> _WHAT YOU SHOULD DO_
Convert the records below into a JSON list of strings, with one string for each line and no entries for blank lines.

Start

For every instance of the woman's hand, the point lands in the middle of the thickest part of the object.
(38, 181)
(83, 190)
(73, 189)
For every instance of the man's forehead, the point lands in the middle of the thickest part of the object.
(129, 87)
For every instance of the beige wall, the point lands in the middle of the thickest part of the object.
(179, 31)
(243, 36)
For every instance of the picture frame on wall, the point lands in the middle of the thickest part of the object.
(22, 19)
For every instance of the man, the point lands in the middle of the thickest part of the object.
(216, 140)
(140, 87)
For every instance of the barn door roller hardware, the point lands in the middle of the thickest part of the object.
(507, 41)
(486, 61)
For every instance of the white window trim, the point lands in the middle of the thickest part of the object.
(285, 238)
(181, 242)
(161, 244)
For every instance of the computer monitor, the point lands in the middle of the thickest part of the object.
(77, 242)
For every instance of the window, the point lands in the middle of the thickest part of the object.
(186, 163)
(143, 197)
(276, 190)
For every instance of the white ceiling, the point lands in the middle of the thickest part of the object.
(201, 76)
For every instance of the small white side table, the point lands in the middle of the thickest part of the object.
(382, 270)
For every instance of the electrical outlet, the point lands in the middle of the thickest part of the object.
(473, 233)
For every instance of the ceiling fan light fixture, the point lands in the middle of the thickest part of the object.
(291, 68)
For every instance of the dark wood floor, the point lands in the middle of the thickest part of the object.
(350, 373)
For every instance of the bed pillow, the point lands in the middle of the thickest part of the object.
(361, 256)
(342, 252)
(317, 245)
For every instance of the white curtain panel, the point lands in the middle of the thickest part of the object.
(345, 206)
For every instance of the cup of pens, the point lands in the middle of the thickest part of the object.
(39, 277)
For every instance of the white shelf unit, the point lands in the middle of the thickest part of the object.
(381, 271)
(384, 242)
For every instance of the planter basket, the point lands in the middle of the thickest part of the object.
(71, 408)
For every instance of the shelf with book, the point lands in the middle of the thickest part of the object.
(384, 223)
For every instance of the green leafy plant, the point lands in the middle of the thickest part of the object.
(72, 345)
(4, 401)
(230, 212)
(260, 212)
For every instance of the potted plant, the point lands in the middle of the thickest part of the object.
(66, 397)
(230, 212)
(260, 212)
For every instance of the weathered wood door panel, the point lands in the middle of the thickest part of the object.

End

> _OUTPUT BELOW_
[
  "For every instance of the woman's hand, the point lands in the middle of the thickest part of the object.",
  "(38, 181)",
  "(83, 190)",
  "(73, 189)",
  "For every instance of the man's forehead, the point lands in the middle of the thickest part of the object.",
  "(129, 87)",
  "For every instance of the beige wall, the point lands in the middle of the thickest part of the object.",
  "(179, 31)",
  "(243, 36)",
  "For every instance of the picture frame on wall, the point lands in the middle of the thickest part of the object.",
  "(22, 19)",
  "For every instance of the man, the point lands in the middle of the thickest part of the object.",
  "(216, 140)",
  "(140, 87)",
  "For every instance of the barn door roller hardware, the point lands in the middle of the thickest part of the object.",
  "(507, 41)",
  "(486, 61)",
  "For every instance of the white window trim, the point lands in the middle of the thickest part of the object.",
  "(285, 238)",
  "(181, 242)",
  "(161, 244)",
  "For every instance of the computer monitor, the point lands in the middle of the thickest part of the object.",
  "(77, 242)",
  "For every instance of the window, the point lands in the middle of the thickest part of the object.",
  "(186, 163)",
  "(143, 197)",
  "(276, 190)",
  "For every instance of the white ceiling, the point lands in the middle of the thickest part of the object.",
  "(201, 76)",
  "For every instance of the small white side table, the point lands in the middle of the thickest part of the object.",
  "(382, 270)",
  "For every instance of the electrical outlet, the point lands in the middle of the thickest part of the object.",
  "(473, 233)",
  "For every instance of the ceiling fan light fixture, the point lands in the middle of the thickest part of the object.",
  "(291, 68)",
  "For every instance of the dark wood floor, the point lands in the middle of the thickest part of the object.",
  "(350, 373)",
  "For every instance of the bed pillow, the point lands in the middle of the thickest part of the object.",
  "(361, 256)",
  "(342, 252)",
  "(317, 245)",
  "For every instance of the white curtain panel, the point lands in the middle of the thickest part of the object.",
  "(345, 206)",
  "For every instance of the cup of pens, the point lands in the middle of the thickest part of the object.",
  "(39, 277)",
  "For every instance of the white shelf unit, the point lands in the middle of the thickest part of the object.",
  "(381, 271)",
  "(384, 242)",
  "For every instance of the planter basket, the point lands in the middle of the thickest part of the object.",
  "(71, 408)",
  "For every instance of the shelf with book, the point lands in the middle of the thickest part of the object.",
  "(384, 223)",
  "For every instance of the green leafy plant, the point lands in the middle of the thickest part of the object.",
  "(72, 345)",
  "(4, 401)",
  "(230, 212)",
  "(260, 212)",
  "For every instance of the potted plant, the point lands in the middle of the thickest part of the object.",
  "(66, 397)",
  "(230, 212)",
  "(260, 212)",
  "For every instance of the weathered wood door panel, the point lands in the middle of the thickest part of the object."
]